:: Data provided

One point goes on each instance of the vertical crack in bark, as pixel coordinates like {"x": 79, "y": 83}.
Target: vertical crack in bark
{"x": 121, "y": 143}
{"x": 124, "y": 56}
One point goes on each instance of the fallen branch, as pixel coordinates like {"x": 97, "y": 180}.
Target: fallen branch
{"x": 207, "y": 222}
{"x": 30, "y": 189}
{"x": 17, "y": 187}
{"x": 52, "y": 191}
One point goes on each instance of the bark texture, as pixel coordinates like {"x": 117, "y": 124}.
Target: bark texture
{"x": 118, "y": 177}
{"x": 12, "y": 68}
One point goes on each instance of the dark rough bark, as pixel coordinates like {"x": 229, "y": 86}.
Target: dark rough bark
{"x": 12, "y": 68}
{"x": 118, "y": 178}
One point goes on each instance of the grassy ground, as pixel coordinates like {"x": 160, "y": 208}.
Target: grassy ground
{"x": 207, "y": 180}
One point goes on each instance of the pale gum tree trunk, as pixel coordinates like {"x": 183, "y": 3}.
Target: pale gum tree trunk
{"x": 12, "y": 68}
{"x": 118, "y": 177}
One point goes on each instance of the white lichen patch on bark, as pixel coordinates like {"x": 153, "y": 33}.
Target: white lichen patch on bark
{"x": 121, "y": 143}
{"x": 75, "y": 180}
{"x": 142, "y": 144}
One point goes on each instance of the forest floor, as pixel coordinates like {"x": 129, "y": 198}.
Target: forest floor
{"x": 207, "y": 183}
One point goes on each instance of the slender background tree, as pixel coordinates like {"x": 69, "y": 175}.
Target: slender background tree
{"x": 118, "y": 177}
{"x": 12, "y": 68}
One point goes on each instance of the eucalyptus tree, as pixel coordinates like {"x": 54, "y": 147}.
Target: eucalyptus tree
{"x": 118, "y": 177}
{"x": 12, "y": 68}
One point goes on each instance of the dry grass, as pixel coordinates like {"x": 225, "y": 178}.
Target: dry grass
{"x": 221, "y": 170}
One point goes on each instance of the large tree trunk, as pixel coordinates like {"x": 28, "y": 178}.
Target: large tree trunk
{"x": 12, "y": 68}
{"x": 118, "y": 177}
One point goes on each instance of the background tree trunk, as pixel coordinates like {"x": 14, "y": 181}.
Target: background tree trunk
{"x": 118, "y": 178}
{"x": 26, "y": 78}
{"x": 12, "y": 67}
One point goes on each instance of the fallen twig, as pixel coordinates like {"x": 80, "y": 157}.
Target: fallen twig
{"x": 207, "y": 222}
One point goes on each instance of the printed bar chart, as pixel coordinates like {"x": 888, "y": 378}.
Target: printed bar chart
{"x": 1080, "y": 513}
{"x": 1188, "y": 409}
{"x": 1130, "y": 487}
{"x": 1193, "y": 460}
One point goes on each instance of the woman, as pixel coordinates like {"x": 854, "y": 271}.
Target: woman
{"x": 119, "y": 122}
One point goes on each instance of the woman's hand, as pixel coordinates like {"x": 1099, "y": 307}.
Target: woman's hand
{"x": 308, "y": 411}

::::

■ What you should do
Return the rows above without any changes, covering the stretch from the line containing "One point goes on each instance of the slender" through the last line of the rows.

■ Exercise response
One point goes on each instance of the slender background tree, as pixel coordinates like {"x": 69, "y": 175}.
Target: slender background tree
{"x": 118, "y": 177}
{"x": 12, "y": 68}
One point goes on each instance of the eucalyptus tree, as pixel coordinates like {"x": 54, "y": 147}.
Target: eucalyptus tree
{"x": 118, "y": 177}
{"x": 12, "y": 68}
One point goes on each instance of the dry grass, as pixel coordinates like {"x": 225, "y": 178}.
Target: dry grass
{"x": 221, "y": 170}
One point goes on each instance of the large tree trunk, as pixel coordinates like {"x": 28, "y": 178}.
Target: large tree trunk
{"x": 12, "y": 68}
{"x": 118, "y": 177}
One point goes on each instance of the background tree trunk, as pixel coordinates like {"x": 14, "y": 181}.
Target: background tree trunk
{"x": 118, "y": 178}
{"x": 26, "y": 78}
{"x": 12, "y": 67}
One point goes on each instance of the fallen twig, as pixel coordinates like {"x": 80, "y": 157}.
Target: fallen twig
{"x": 207, "y": 222}
One point goes on each instance of the printed bar chart, as pixel coordinates like {"x": 888, "y": 378}.
Target: printed bar chart
{"x": 1080, "y": 513}
{"x": 1188, "y": 409}
{"x": 1130, "y": 487}
{"x": 1193, "y": 460}
One point goes on each instance of the woman, as pixel coordinates like {"x": 854, "y": 271}.
Target: woman
{"x": 119, "y": 122}
One point goes on each instance of the woman's hand, as pixel coordinates like {"x": 1099, "y": 307}.
Target: woman's hand
{"x": 308, "y": 411}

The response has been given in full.